**** Dataset extract ****

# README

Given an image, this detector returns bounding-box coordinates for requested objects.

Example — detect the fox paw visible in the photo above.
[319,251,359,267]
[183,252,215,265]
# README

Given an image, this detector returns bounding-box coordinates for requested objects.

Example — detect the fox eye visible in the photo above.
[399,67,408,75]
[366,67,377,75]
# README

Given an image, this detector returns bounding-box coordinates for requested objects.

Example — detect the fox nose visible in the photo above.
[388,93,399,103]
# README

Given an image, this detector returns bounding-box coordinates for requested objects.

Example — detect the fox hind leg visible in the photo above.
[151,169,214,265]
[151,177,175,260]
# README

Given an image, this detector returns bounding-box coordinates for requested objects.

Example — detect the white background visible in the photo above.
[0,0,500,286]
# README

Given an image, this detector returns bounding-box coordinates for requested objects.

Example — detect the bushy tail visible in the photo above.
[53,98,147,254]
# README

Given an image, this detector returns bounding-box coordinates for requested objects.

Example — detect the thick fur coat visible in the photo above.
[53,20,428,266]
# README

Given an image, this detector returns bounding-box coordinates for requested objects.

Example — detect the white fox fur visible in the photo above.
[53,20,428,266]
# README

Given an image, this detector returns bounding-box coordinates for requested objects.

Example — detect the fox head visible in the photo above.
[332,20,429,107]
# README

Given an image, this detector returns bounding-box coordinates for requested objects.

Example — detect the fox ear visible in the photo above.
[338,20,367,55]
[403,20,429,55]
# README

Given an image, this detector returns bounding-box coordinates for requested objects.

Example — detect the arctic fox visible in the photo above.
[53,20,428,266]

****
**** Dataset extract ****

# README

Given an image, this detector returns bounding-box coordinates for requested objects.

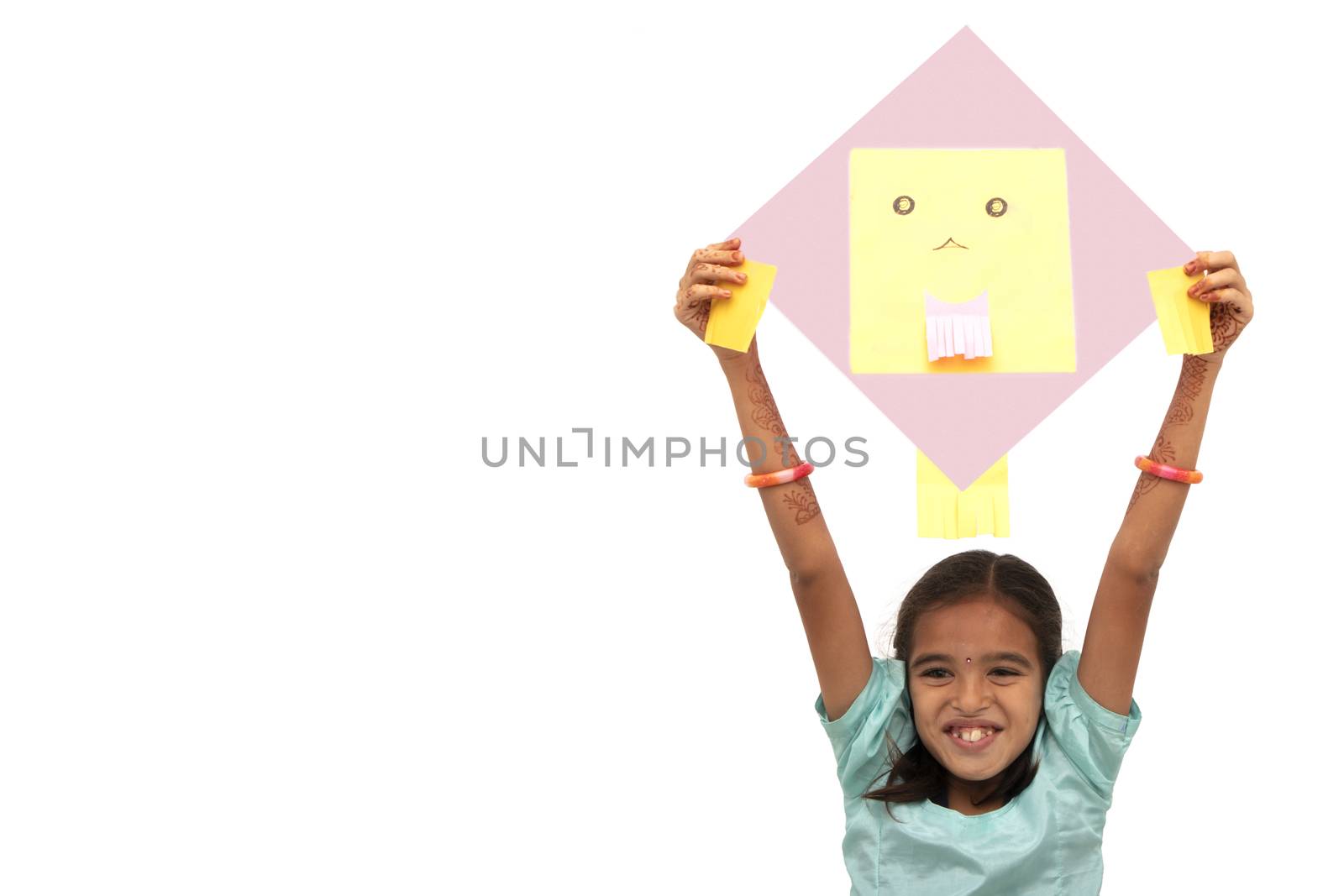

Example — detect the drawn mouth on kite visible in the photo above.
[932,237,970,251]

****
**** Dataset extract ****

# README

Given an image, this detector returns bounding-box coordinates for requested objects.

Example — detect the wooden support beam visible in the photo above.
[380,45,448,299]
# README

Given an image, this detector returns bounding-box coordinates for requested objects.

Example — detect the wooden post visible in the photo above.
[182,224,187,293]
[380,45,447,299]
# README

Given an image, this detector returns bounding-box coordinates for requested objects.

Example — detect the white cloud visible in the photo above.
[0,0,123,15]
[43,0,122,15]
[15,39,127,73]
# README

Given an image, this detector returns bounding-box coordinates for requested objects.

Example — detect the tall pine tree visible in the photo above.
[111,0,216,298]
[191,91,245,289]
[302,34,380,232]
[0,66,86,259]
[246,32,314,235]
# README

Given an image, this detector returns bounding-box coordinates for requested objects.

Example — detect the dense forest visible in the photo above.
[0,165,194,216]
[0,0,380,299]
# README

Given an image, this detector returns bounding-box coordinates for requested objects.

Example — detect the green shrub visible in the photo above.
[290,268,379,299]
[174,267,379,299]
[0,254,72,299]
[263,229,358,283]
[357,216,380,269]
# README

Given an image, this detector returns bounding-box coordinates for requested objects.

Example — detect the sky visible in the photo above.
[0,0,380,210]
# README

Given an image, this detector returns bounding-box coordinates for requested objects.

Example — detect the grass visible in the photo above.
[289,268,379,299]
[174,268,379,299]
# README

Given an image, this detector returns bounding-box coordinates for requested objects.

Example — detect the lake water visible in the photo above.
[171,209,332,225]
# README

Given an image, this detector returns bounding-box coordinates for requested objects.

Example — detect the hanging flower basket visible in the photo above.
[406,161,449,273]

****

* [Task brief]:
Count the lines in the rows above that contain the word "white", and reply with the number alone.

* [Exercise response]:
3